Point annotations for photos:
********************
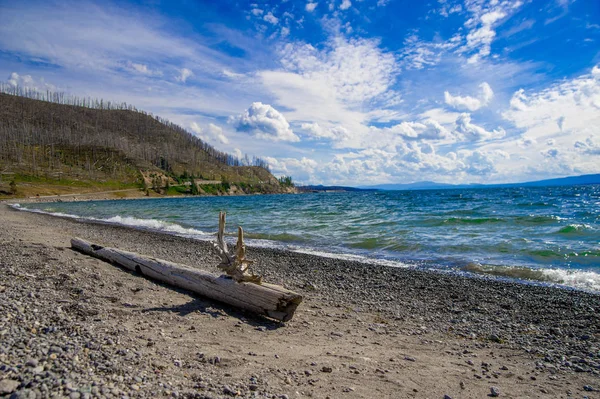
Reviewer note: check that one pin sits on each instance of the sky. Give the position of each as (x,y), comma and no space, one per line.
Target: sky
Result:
(338,91)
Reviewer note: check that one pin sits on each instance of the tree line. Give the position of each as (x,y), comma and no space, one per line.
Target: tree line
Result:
(50,130)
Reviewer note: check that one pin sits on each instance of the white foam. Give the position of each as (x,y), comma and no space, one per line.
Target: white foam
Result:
(585,280)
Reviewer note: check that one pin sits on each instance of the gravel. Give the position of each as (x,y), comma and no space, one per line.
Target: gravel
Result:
(52,343)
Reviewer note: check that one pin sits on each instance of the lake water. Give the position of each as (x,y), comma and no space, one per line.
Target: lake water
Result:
(546,235)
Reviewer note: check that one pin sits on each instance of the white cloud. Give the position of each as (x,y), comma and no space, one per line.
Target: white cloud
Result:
(589,146)
(265,122)
(566,111)
(212,133)
(184,75)
(310,7)
(469,103)
(474,132)
(270,18)
(141,68)
(28,82)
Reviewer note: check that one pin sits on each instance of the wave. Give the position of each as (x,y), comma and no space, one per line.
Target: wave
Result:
(574,229)
(537,219)
(472,220)
(129,221)
(580,279)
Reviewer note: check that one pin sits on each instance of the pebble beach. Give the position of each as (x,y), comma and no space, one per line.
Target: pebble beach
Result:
(74,326)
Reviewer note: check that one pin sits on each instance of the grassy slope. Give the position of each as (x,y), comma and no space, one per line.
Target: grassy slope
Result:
(50,148)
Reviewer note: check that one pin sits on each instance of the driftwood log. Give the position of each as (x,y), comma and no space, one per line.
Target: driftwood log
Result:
(266,299)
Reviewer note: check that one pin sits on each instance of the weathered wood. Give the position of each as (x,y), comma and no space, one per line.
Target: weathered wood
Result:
(267,299)
(234,263)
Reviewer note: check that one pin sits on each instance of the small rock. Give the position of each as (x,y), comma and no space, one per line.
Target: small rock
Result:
(8,386)
(228,391)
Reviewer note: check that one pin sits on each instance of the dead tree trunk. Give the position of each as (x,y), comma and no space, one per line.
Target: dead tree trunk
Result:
(267,299)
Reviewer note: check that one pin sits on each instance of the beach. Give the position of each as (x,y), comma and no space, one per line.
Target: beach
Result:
(74,326)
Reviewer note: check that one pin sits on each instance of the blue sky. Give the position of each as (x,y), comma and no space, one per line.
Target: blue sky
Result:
(338,91)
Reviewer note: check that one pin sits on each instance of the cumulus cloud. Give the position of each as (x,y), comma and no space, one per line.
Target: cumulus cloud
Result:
(424,130)
(588,146)
(270,18)
(468,103)
(316,131)
(310,7)
(265,122)
(356,69)
(474,132)
(570,110)
(211,133)
(184,75)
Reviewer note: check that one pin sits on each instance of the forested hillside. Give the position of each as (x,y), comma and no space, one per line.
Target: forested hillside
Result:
(58,138)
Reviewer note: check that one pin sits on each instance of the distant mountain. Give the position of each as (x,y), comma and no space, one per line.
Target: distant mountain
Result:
(427,185)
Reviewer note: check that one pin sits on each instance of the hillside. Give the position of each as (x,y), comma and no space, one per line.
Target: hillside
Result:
(101,145)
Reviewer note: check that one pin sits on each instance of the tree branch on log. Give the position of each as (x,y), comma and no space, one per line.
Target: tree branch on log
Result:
(266,299)
(234,263)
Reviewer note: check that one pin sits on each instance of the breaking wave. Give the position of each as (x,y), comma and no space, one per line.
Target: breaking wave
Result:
(581,279)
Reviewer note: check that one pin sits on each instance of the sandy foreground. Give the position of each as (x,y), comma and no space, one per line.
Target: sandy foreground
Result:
(75,326)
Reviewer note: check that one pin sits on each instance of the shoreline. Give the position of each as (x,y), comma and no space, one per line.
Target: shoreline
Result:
(545,276)
(447,324)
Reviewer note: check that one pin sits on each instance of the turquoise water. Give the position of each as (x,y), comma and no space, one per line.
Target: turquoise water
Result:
(549,234)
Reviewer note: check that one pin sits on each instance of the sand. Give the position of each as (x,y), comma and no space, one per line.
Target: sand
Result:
(74,326)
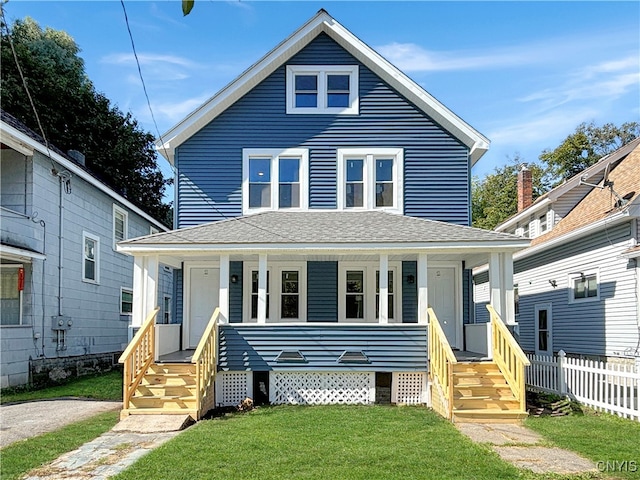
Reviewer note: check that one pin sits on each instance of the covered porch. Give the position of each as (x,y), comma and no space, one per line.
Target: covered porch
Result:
(322,293)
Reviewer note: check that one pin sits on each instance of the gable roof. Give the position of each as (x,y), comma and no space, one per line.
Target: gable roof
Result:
(601,203)
(324,229)
(322,22)
(17,136)
(593,174)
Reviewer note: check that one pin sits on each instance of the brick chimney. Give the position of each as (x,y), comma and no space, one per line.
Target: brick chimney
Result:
(525,188)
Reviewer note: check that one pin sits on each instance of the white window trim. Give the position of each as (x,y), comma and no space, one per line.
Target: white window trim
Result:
(369,269)
(322,71)
(275,154)
(275,270)
(125,215)
(574,276)
(96,260)
(129,290)
(369,193)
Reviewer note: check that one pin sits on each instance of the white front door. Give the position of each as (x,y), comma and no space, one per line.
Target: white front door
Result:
(544,343)
(204,287)
(442,288)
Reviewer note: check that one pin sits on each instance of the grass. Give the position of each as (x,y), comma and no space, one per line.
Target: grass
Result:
(25,455)
(105,386)
(599,437)
(340,442)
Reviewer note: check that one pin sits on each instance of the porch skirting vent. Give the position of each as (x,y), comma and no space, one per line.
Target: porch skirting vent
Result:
(409,388)
(322,388)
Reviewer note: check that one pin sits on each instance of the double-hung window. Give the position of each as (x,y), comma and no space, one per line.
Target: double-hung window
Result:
(359,292)
(583,287)
(324,89)
(274,179)
(286,292)
(120,225)
(370,178)
(90,258)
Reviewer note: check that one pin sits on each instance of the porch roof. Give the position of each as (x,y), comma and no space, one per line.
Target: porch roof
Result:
(278,229)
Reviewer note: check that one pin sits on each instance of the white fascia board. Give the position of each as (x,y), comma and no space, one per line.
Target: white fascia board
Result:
(20,253)
(523,215)
(76,170)
(322,22)
(580,232)
(306,248)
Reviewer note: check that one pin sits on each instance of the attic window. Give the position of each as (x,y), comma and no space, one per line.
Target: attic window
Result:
(324,89)
(353,356)
(290,356)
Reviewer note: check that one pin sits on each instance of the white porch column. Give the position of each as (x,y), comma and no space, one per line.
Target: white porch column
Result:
(223,299)
(423,293)
(509,314)
(383,297)
(496,283)
(262,288)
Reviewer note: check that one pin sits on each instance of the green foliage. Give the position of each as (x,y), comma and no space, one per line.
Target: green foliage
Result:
(75,116)
(599,437)
(586,146)
(327,442)
(106,386)
(495,198)
(25,455)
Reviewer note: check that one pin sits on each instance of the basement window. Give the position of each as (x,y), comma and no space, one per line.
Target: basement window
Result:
(352,356)
(290,356)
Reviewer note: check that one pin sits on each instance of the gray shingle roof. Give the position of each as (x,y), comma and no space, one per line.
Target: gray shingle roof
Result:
(325,227)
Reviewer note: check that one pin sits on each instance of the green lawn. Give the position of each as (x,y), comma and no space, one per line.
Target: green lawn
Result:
(599,437)
(105,386)
(328,442)
(20,457)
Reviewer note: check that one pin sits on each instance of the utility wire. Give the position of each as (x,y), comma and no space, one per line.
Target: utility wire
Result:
(24,84)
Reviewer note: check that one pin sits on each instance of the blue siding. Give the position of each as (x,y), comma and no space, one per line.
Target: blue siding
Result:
(409,293)
(390,348)
(210,162)
(235,293)
(322,288)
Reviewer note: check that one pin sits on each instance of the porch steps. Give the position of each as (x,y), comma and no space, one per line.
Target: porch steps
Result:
(166,388)
(481,395)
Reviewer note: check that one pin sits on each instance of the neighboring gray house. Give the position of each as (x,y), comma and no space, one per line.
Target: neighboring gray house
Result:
(578,284)
(323,204)
(66,292)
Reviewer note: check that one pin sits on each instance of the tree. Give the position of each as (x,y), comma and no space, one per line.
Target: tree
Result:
(584,147)
(75,116)
(495,197)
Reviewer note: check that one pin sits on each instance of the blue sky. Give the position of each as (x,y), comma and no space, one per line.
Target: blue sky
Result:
(524,74)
********************
• _Stated task_
Repeat exactly the lines from the line containing "the blue siding." through the last line of the records above, including both, and nothing else.

• _Worked answer_
Reviewer note: check that one pin sits on each instance of the blue siding. Give the position of each as (x,y), comma and no space, one per line.
Target: blue siding
Result:
(409,293)
(390,348)
(210,162)
(235,293)
(322,288)
Reviewer note: check that one pin sits on each instance of the porch steps. Give the position of each as (x,y), comma and no space, one per line.
Target: porch steps
Result:
(166,388)
(481,395)
Reviewer note: check that one pin sits on each instance of the neighboring gray house. Give the position of each as (x,y), comma and no space, one per line.
Target: neighboring gray house
Result:
(578,284)
(323,204)
(66,292)
Reviewer note: check that one pin sits on each instance of the tree. Give the position of each as (x,y), comma and no space, one per line.
Target: tree
Result:
(584,147)
(75,116)
(495,197)
Reviewer note: check that one pin sits on each instance of the blue sky. Give the position of each as (x,y), comma and no space, one per line.
Target: blue sky
Result:
(524,74)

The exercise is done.